**Document passage:**

Friday, February 25, 2011

Kinton Syrah

Kinton Vineyards
Santa Barbara County
Sta. Maria, California, U.S.A.
$13.39 -- Twin Liquors, Bee Cave, TX

Color: Beautiful, dark ruby
Nose: Blueberry, petrol, cherry,
Body: Medium to full
Front: Cherry, lime
Middle: Orange peel, plum, apple
Back: Coffee grounds, firm tannins
Burns clean?: Mostly
Cap: Cork

This has much of the style of Australian syrahs: big, bold, fruity, but dark and multilayered notwithstanding. I like this style, especially on a cold night and with old-school cooking. Some might find it too oaky, but it's getting reasonably old at this point, and I found the balance of fruit, acid, and secondary flavors pretty delightful. It's neither the smoothest nor the biggest Syrah out there; in the midpalate it backs off, a little, but I like the acidic fruit that you can taste when it does, so it doesn't bother me much, and the alcohol is reasonably under control.

**Collected material:**
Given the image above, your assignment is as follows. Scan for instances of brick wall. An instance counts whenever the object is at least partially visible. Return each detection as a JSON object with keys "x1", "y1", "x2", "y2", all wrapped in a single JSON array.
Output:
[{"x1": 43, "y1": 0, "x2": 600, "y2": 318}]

**Given exercise 1:** According to the Kinton Syrah review, where was the bottle bought, and at what price?
**Given exercise 2:** Change everything in the Kinton Syrah review from "Color: Beautiful, dark" down to "reasonably under control." so that "fig" stands in place of "plum".
**Given exercise 3:** Write what comes next in the Kinton Syrah review, picking up after its final sentence.

**Exercise output 1:** It was bought at Twin Liquors in Bee Cave, TX, for $13.39.

**Exercise output 2:**
Color: Beautiful, dark ruby
Nose: Blueberry, petrol, cherry,
Body: Medium to full
Front: Cherry, lime
Middle: Orange peel, fig, apple
Back: Coffee grounds, firm tannins
Burns clean?: Mostly
Cap: Cork

This has much of the style of Australian syrahs: big, bold, fruity, but dark and multilayered notwithstanding. I like this style, especially on a cold night and with old-school cooking. Some might find it too oaky, but it's getting reasonably old at this point, and I found the balance of fruit, acid, and secondary flavors pretty delightful. It's neither the smoothest nor the biggest Syrah out there; in the midpalate it backs off, a little, but I like the acidic fruit that you can taste when it does, so it doesn't bother me much, and the alcohol is reasonably under control.

**Exercise output 3:**
On the Nature of Wine Blogs

FAITHFUL READERS, HAVE PATIENCE with me. Normally on a Friday night I'd be drinking wine and listening to Wilco and relaxing in front of a fire or within a pool. Instead I'm doing all of those things while composing a minor reflection spurred by a post at one of the best wine blogs out there, Vinography:

The gist of it is that there was a survey conducted asking winos what source they trust for wine information, concluding that wine blogs weren't really trusted. And more importantly, Vinography reflects thoughtfully on the circumstances of such surveying (including the fact that the surveyors spun their press release so that bloggers would react to, and thus propagate it) and offers data from his own site's survey and access statistics.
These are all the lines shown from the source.